EXERCISE INSTRUCTIONS:
Lines with "verify": report how many there are in the listing below, giving the number and nothing else.

RECORDS SHOWN:
━━━━━━

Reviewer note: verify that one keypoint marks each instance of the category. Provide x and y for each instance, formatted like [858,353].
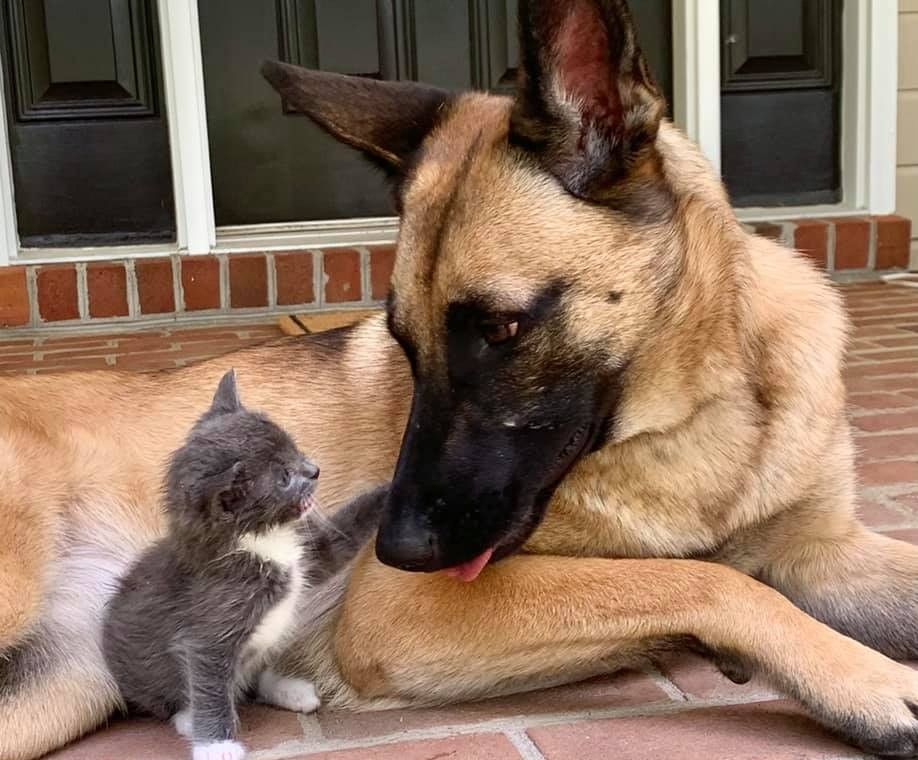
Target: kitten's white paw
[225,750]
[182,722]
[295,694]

━━━━━━

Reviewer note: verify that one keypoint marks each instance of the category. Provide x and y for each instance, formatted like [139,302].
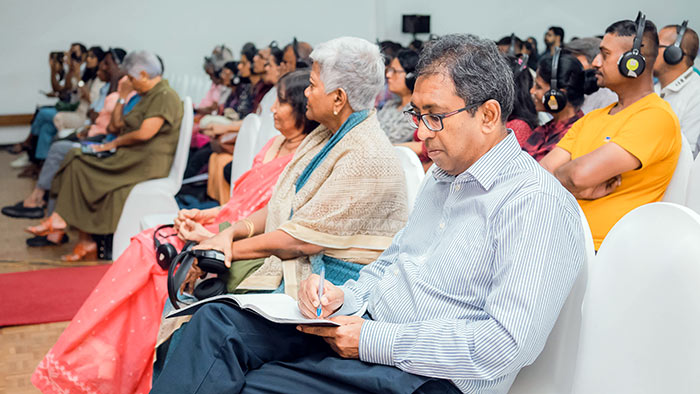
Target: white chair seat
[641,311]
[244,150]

━━━━━━

TASK OUTPUT:
2